Using foams for building construction provides numerous benefits. For example, foams serve as excellent insulators helping to reduce energy costs. Foams also provide superior sound absorption and their use contributes to fast construction of buildings, thereby creating competitive costs for using foams when compared to conventional building methods such as wood framing. These benefits have led to increased use of foams in building certain portions of buildings, such as exterior walls built using insulated concrete forms.

Although foams are used extensively in manufacturing insulated concrete forms for exterior walls of buildings and other structures, use of foams for other building systems and materials is not widespread. What is needed are systems and methods for configuring expanded polystyrene for interior walls of buildings and other structures.

BRIEF SUMMARY OF THE INVENTION

Embodiments of the present invention relate to systems and methods for constructing floors and/or roofs of structures. A construction system includes a form configured to engage one or more beams. In one embodiment of the invention, the attachment of the form to the beams is secured and maintained by an attachment system that includes anchor pins and attachment and support stands. In addition to cooperating with anchor pins to secure a form to a beam, attachment and support stands engage rebar. In one embodiment of the invention, rebar is also engaged by a rebar support attached to the form. Concrete is poured onto the form, covering components attached to the form, to create one distinct monolithic unit, thus minimizing the structural discontinuities of the concrete and enhancing the strength of the structure.

These and other aspects of the present invention will become more fully apparent from the following description and appended claims, or may be learned by the practice of the invention as set forth hereinafter.

BRIEF DESCRIPTION OF THE DRAWINGS

To further clarify the above and other aspects of the present invention, a more particular description of the invention will be rendered by reference to specific embodiments thereof which are illustrated in the appended drawings. It is appreciated that these drawings depict only typical embodiments of the invention and are therefore not to be considered limiting of its scope. The drawings are not drawn to scale. The invention will be described and explained with additional specificity and detail through the use of the accompanying drawings in which:

FIG. 1A shows a front view of a form;

FIG. 1B shows an isometric view of a form;

FIG. 2 shows an isometric view of a beam;

FIG. 3A shows anchor pins of an attachment system;

FIG. 3B shows attachment and support stands of an attachment system;

FIG. 4 shows a front view of a rebar support;

FIG. 5 shows a grade pin;

FIG. 6 shows an isometric view of a construction system for floors and/or roofs; and

FIG. 7 shows a method of construction a floor and/or roof system.

DETAILED DESCRIPTION OF EXEMPLARY EMBODIMENTS

Embodiments of the present invention include floor and roof construction systems and methods. In one embodiment of the invention, a foam form is configured to include openings to engage beams, conduits for electrical or other utility lines, and cavities for ductworks. When the form engages the beams, an attachment system secures the form to the beams. Other components of the floor and roof system are attached to or otherwise placed in connection with the form for a variety of purposes. In one embodiment of the invention the system is completed when concrete is poured over the form and cooperating components to form one distinct monolithic unit. The floor and roof construction system of the present invention thereby provides an efficient construction system that in a floor and/or roof with minimal structural discontinuities.

(Data listing)

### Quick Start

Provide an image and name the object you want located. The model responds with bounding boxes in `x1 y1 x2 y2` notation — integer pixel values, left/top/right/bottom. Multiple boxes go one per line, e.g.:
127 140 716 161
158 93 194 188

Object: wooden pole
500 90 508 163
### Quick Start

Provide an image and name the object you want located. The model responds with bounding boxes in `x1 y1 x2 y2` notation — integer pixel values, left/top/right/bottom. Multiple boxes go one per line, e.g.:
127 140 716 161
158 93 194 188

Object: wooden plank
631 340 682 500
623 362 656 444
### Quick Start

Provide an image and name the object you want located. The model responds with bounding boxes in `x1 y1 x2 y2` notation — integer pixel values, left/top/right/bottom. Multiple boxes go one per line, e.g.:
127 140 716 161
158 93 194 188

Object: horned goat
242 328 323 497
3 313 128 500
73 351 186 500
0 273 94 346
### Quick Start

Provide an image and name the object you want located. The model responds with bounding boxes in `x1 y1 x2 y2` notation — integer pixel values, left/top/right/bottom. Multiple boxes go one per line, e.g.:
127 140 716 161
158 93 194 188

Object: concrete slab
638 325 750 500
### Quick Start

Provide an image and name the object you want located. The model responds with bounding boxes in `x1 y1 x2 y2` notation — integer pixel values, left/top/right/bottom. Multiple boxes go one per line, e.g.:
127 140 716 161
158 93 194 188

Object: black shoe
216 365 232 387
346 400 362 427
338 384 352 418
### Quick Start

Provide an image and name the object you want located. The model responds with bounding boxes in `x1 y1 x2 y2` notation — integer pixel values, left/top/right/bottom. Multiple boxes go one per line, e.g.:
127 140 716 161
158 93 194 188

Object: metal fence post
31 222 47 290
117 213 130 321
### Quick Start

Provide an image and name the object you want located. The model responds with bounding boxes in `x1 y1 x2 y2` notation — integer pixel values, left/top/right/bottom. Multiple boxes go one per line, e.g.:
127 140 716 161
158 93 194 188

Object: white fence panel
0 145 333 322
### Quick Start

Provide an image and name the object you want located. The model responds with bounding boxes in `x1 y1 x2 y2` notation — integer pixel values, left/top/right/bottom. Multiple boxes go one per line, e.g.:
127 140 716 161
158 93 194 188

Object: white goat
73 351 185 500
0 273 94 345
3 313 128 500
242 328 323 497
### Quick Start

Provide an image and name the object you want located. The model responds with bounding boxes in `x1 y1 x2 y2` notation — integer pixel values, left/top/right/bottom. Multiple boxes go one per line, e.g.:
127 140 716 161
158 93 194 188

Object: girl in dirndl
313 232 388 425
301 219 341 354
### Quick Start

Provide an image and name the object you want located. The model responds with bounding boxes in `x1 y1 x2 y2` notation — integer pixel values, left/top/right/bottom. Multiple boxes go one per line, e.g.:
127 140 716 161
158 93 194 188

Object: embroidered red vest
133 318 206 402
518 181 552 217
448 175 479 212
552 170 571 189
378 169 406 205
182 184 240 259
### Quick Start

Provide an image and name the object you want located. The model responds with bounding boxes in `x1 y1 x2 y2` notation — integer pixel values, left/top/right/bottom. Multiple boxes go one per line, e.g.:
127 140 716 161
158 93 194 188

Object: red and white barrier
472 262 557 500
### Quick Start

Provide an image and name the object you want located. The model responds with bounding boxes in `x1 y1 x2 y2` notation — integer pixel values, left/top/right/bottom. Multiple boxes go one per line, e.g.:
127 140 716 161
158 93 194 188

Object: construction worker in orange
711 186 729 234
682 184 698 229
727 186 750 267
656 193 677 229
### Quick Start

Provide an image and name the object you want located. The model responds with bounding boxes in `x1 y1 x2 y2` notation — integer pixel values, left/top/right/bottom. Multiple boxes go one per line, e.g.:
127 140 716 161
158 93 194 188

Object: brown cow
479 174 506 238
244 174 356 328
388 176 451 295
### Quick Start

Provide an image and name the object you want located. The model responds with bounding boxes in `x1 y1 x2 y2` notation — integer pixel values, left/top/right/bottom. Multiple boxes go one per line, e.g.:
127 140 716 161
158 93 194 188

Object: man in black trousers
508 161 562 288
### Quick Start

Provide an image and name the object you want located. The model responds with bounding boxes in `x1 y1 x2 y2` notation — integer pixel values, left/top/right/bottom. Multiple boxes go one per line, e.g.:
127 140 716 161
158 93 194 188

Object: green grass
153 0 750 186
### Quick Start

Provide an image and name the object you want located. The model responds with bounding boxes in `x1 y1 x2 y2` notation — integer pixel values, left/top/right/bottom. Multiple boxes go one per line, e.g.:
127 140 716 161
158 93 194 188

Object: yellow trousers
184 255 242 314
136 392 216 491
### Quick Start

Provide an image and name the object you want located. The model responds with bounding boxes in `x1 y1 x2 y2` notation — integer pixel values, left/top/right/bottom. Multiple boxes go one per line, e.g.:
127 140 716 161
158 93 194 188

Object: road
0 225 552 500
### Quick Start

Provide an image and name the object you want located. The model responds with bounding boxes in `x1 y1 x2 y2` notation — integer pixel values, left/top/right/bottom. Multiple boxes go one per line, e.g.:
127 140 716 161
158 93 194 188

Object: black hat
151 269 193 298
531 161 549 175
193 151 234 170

Exercise set:
**a)** Using the patent text, decide whether each statement agrees with it: (i) foams are used extensively to manufacture insulated concrete forms for exterior walls; (ii) the drawings are drawn to scale; (iii) attachment and support stands engage rebar. For each, give yes or no along with the deciding words quoted from the patent text.
**b)** Filter the entries and keep every line containing the string "fence".

Answers by task:
**a)**
(i) Yes: "foams are used extensively in manufacturing insulated concrete forms for exterior walls of buildings and other structures"
(ii) No: "The drawings are not drawn to scale."
(iii) Yes: "attachment and support stands engage rebar"

**b)**
Object: metal fence post
Object: white fence panel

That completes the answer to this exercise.